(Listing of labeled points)

════════

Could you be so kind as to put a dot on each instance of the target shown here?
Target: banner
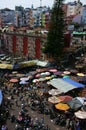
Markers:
(14, 43)
(37, 48)
(25, 45)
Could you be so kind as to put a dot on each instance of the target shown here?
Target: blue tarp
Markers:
(1, 97)
(65, 84)
(74, 83)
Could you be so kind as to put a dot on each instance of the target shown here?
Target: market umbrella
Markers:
(35, 80)
(62, 106)
(80, 74)
(37, 75)
(48, 78)
(24, 78)
(14, 72)
(74, 71)
(80, 114)
(54, 92)
(14, 80)
(66, 72)
(75, 104)
(20, 75)
(66, 76)
(23, 82)
(65, 98)
(54, 99)
(58, 73)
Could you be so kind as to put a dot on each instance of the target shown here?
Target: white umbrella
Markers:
(54, 99)
(24, 78)
(80, 114)
(54, 92)
(23, 82)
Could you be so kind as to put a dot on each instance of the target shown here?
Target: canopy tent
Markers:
(1, 97)
(80, 114)
(65, 84)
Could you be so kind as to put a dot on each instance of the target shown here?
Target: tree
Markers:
(55, 38)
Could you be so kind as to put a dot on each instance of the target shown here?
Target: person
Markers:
(77, 125)
(4, 127)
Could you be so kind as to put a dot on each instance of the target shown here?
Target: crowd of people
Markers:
(19, 100)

════════

== PROBLEM DETAILS ==
Rewrite the whole listing above with "Markers" replaced by "Points" wherever it occurs, keeping everything else unchanged. Omit the pictures from your answer.

== RESULT FOR THIS TASK ==
Could you be so kind as to put a dot on each instance of the target shown here?
Target: banner
Points:
(14, 43)
(37, 48)
(25, 45)
Could you be so kind as to put a dot on each instance of the target shown here?
Target: blue tarp
Points:
(1, 97)
(65, 84)
(74, 83)
Could you be so kind as to put a dot on each instance of the target shown here?
Target: market umbrella
Points:
(35, 80)
(62, 106)
(80, 74)
(37, 75)
(48, 78)
(24, 78)
(14, 72)
(74, 71)
(80, 114)
(54, 92)
(14, 80)
(66, 72)
(75, 104)
(20, 75)
(66, 76)
(23, 82)
(65, 98)
(54, 99)
(58, 73)
Could you be so kind as to put a dot on each instance of the target shown here?
Target: white umbrella
Points:
(54, 99)
(24, 78)
(80, 114)
(54, 92)
(23, 82)
Could you be so kind as to put a dot on each instance of the target shown here?
Target: canopy tent
Points:
(1, 97)
(80, 114)
(65, 84)
Could you be so kind as to put a dot on each instance of the target shown here?
Target: tree
Points:
(55, 38)
Could you be so kind as to put a dot on each instance of the target shown here?
Target: person
Points:
(77, 125)
(4, 127)
Could you be so kind as to put a dot on each instance of the target shown here?
Target: crowd of people
Points:
(19, 100)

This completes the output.